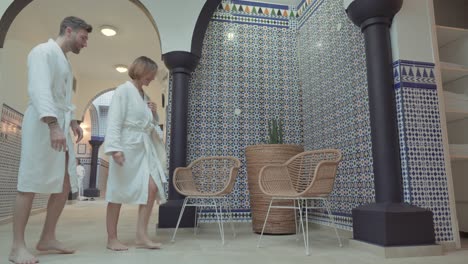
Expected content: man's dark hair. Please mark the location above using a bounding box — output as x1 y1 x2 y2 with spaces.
59 16 93 36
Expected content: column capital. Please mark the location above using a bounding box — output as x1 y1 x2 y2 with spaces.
345 0 403 30
163 51 200 74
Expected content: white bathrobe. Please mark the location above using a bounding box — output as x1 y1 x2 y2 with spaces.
18 39 78 193
104 82 167 204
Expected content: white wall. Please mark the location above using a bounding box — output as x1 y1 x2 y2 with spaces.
0 0 13 18
141 0 206 54
0 40 34 113
390 0 434 62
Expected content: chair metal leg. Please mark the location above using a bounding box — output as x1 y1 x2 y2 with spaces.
213 198 224 245
323 199 343 247
304 200 310 256
224 197 237 237
294 199 300 241
257 198 274 247
297 199 306 251
193 206 198 235
171 197 189 243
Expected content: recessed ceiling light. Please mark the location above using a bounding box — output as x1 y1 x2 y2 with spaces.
101 26 117 37
115 65 128 73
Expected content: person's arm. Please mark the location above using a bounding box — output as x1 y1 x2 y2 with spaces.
28 48 67 151
104 89 126 166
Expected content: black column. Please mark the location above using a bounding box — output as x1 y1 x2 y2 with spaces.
158 51 200 228
83 139 104 197
346 0 435 246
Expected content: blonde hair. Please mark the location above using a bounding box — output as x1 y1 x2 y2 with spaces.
128 56 158 80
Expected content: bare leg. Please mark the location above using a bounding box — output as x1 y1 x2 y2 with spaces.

——

REQUIRED WORK = Update the records starting with the line that contains "Expected content: chair" and going on through the line that contains "171 197 189 243", replacing "chair metal leg" with "metal chair leg" and leaving everything else unchanged. Give only these lines.

RESPONSE TO THIS TASK =
Expected content: metal chair leg. Please mark the location above using a bounding box — output as x1 y1 x2 y2 with spaces.
213 198 224 245
323 199 343 247
304 200 310 256
224 197 237 237
294 199 300 241
257 198 274 247
297 199 306 251
193 206 198 235
171 197 189 243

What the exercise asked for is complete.